◆ **Directions**
Extend the news report on violent crime figures, starting after its last sentence.

====== Provided text ======

Home Office figures showed that violent crimes against people were up by 16% from 1998 to 1999.

But Chief Constable of Gloucestershire Tony Butler said the type of crimes being classed as violent has changed.

People are simply pushed over in an argument and that's a violent crime

Tony Butler
"The difficulty we have got today is the way the Home Office collects the data isn't very helpful in the debate," he told Radio 4's Today programme.

"80% of that increase is common assault or harassment," Mr Butler said

"We are now recording cases where people are simply pushed over in an argument and that's a violent crime.

"You don't even have to have an injury for it to be recorded," he said.

Domestic violence

Mr Butler said he was not saying that type of offence was acceptable but called for a sensible debate about the figures.

He also said another reason why violent crime was on the increase was because police were encouraging people to report violent attacks.

"Domestic violence now accounts for 18% of all violent crime that we are recording nationally," he said.

Violent attacks by young men drinking late at night in city centres are up by 12%.

Mr Butler said that was an area where more police would be of value.

====== Data ======

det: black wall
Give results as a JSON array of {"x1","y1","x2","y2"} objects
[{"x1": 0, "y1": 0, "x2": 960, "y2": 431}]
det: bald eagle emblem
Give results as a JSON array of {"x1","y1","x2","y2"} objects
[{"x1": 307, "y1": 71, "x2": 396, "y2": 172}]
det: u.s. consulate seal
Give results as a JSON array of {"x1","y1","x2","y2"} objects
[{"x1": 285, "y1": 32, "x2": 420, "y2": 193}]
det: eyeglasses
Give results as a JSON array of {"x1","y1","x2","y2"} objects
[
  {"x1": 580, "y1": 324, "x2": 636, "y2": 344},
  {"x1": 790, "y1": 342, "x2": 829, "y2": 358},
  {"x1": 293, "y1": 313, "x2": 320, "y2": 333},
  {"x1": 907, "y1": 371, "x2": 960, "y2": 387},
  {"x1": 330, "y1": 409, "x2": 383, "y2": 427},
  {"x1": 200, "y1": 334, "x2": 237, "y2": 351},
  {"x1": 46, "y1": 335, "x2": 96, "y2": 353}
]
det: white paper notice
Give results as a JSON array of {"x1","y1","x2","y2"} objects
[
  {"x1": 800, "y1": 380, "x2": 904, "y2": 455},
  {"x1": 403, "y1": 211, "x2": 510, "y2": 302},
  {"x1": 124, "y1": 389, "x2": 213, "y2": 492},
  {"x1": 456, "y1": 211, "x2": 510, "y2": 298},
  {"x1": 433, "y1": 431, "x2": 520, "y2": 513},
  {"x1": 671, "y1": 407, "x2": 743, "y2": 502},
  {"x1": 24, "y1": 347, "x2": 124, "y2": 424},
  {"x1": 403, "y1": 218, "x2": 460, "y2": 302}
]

======

◆ **Exercise result**
car break in
Car crime and burglaries are both down
Chief Constable Tony Burden, of the Association of Chief Police Officers, agreed.

"We have got to tackle this problem and tackle it effectively," he said.

Mr Butler pointed out that while violent crime is on the increase, the instances of other offences in the UK were very low.

"The chance of being robbed in the UK is very, very low - less than two in a thousand people."

"It is true that it has gone up by 26% - but that's a relatively small number of crimes."

He also said burglary and car crime were down again, as part of a six-year trend.

Mr Butler said he thought it was more important to let members of the public know whether they were at greater risk of being the victims of crime.

"What we should be debating is how do we inform the public about the relevant risks," he said.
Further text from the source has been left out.